• Text section
---

It's 2AM Do you Know What Your Code is Doing?

#devops #java #development #developer

Observability isn’t Pillars
Tracing and OpenTelemetry
Background Developer Observability
Enough Exposition
How Does This Help at 2AM?
Final Word

Once we press the merge button, that code is no longer our responsibility. If it performs sub-optimally or has a bug, it is now the problem of the DevOps team, the SRE, etc. Unfortunately, those teams work with a different toolset. If my code uses up too much RAM, they will increase RAM. When the code runs slower, they will increase CPU. In case the code crashes, they will increase concurrent instances.

If none of that helps they will call you up at 2AM. A lot of these problems are visible before they become a disastrous middle of the night call. Yes. DevOps should control production, but the information they gather from production is useful for all of us. This is at the core of developer observability which is a subject I’m quite passionate about. I’m so excited about it I dedicated a chapter to it in my debugging book.

Back when I wrote that chapter I dedicated most of it to active developer observability tools like Lightrun, Rookout, et al. These tools work like production debuggers, they are fantastic in that regard. When I have a bug and know where to look I can sometimes reach for one of these tools (I used to work at Lightrun so I always use it).

---

• Task data
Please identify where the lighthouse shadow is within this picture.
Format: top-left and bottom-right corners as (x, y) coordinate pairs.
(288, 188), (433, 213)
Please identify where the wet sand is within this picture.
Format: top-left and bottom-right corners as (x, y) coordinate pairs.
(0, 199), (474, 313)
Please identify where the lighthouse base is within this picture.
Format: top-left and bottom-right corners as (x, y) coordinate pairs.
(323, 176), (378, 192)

---

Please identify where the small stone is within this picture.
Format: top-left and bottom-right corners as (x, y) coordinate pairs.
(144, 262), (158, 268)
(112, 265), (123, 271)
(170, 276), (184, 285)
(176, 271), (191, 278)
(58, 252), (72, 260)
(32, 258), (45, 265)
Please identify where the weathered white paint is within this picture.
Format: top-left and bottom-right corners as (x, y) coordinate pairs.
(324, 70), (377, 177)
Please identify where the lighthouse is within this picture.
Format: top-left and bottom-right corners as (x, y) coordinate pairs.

---

• What you will do
1/ Answer these from the developer observability post:
(a) What does the DevOps team do when the code runs slower?
(b) Where did the author dedicate a chapter to developer observability?
(c) At which company did the author use to work?
2/ Pull out every line of the records that contains the word "picture".

• Worked solutions
1/
(a) They increase CPU.
(b) In the author's debugging book.
(c) Lightrun.

2/
Please identify where the lighthouse shadow is within this picture.
Please identify where the wet sand is within this picture.
Please identify where the lighthouse base is within this picture.
Please identify where the small stone is within this picture.
Please identify where the weathered white paint is within this picture.
Please identify where the lighthouse is within this picture.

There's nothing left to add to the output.